§ Yazılı soru
Aşağıdaki sayfa alıntısına göre 1750-1848 döneminin devrimcileri ve filozofları hangi kavramlardan söz ediyordu? Hepsini sıralayın.

§ Sayfa alıntısı
· · · · ·
Bu bize, birinci olarak, kitle hareketinin o zamanın diliyle mutluluk isteyen ezilenlerin tarihsel akış içerisindeki önderlerinin teorik olarak saptanmış bir tutuma sahip olduklarını; ikinci olarak, modern ekonomideki kitlelerin tarihsel akışta bir alternatifin içerisinde yönetilmeleri gerektiği düşüncesinin doğduğunu ilan etmektedir. Fransız devriminden beri halk kitlelerinin mevcut sistemi etkilemeleri ve tarihi oluşturmadaki rolleri zamanın düşünürlerini etkilemiştir. Sosyalizm teriminin bir hedef olarak konulması; artık tarih felsefesinin basit açıklamaları olarak tarihin birkaç büyük adamın eseri olduğu ya da onların çabası ile geliştiği savının sorgulanmaya başlandığını da göstermektedir.
Genel olarak, dönemin (1750-1848) devrimci ve filozofları “mutluluktan, yeni bir dönemden, sömürüden, azınlıktan ve çoğunluktan” söz ediyorlardı, çözümleri bu kavramlar üzerine yoğunlaşıyordu. Bunların tümü de yeni modern ekonominin birer alternatifi olarak öne sürülen ve fedakarca mücadelesi verilen çözümlerdi.
Dönemin sosyalistleri, “toplumun teker teker bireyler yığınından yapılı olduğu ve bu yapının itici gücünün bireylerin, bireysel çıkarlarının hasım olarak birbirleriyle yarışmanın meydana getirdiği yolundaki liberal tezlerden, temelden farklı bir varsayıma yöneldiler.” Bu, aralarında genç Marx’ın da bulunduğu bir kesimin “insanlık tarihinin en eski idolojik geleneğine uygun bir tarzdaki insanın doğuştan bir toplumsal varlık olduğu düşüncesine dönmüş olduklarını göstermektedir”. Genç Marx bu teze “yabancılaşma” terimi ile katılır ki bu, Rousseaucu düşünceyi hatırlatmaktadır. “Kapitalizm eleştirilerinin birçoğu burjuva toplumun insanlıktan çıkarıcı yanına doğrudan doğruya uygarlığı, sosyalizmi, bilimi ve bunların tümünü suçlayarak tepki gösterdiler. ‘İnsanlıktan çıkarıcı’, yerine Hegelcilerin ve genç Marx’ın kullandığı terim olan yabancılaşma, toplumun birbirinden bağımsız bireylerin etkinlik alanı olmaktan çok, insanların bir yurdu olduğu yolundaki eski toplum anlayışını yansıtır.“[21]
Sosyalistlerin düşünceleri, aslında, mevcut burjuva liberallerinin de nihai amacı olan; toplumu mutlu edecek; insanların bozulmamış yeteneklerini özgürce kullanabileceğ ibir uğraktan ya da geleneksel Fransız ve İngiliz liberalizminin tezlerini ve dayanaklarını kullanarak bu tezleri daha ileri taşımaktan ibaretti. Sosyalistlere göre sosyalizmin ortaya konulmuş bir düşünce olması yetiyordu, “çünkü [onlara göre] sosyalizm salt gerçeğin, sağduyunun ve adaletin dışavurumudur.”[22] Dünyayı fethedecek olan hiç kuşku yoktu ki genel olarak teknolojiye ve kapitalizme karşı olan her şeydi. Yani tüm doğal değerlerdi.
· · · · ·
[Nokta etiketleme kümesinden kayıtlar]
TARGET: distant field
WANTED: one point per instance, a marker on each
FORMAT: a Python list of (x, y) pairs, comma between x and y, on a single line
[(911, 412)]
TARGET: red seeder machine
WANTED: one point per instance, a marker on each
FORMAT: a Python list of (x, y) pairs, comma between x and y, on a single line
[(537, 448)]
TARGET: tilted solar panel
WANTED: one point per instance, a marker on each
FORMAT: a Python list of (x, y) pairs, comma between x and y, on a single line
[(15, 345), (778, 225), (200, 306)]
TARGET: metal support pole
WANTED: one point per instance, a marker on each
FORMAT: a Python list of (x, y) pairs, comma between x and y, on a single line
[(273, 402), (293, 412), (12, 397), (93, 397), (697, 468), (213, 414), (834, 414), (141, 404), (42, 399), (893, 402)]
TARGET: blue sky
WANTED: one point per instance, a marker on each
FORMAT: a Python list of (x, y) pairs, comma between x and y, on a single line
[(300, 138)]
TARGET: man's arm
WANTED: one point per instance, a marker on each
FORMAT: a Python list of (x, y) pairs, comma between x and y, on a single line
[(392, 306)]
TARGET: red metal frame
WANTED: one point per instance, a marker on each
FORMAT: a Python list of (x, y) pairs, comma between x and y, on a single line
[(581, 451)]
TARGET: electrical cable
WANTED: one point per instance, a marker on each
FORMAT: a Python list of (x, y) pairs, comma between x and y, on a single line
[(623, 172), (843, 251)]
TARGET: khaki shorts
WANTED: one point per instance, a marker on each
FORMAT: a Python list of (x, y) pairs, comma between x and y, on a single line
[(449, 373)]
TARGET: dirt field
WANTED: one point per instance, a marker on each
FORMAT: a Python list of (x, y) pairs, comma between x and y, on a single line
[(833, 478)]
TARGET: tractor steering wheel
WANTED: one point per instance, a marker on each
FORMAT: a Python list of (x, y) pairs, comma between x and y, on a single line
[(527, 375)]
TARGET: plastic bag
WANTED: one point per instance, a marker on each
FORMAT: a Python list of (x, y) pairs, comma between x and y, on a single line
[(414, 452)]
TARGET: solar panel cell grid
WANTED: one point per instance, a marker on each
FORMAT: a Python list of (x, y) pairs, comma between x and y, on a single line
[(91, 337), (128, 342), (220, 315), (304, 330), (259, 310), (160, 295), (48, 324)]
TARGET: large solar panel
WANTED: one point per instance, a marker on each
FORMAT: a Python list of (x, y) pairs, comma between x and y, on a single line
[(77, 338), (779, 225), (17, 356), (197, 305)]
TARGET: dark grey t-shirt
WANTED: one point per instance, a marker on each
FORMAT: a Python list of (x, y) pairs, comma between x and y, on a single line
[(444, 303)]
· · · · ·
§ Yazılı çözüm
Mutluluk, yeni bir dönem, sömürü, azınlık ve çoğunluk.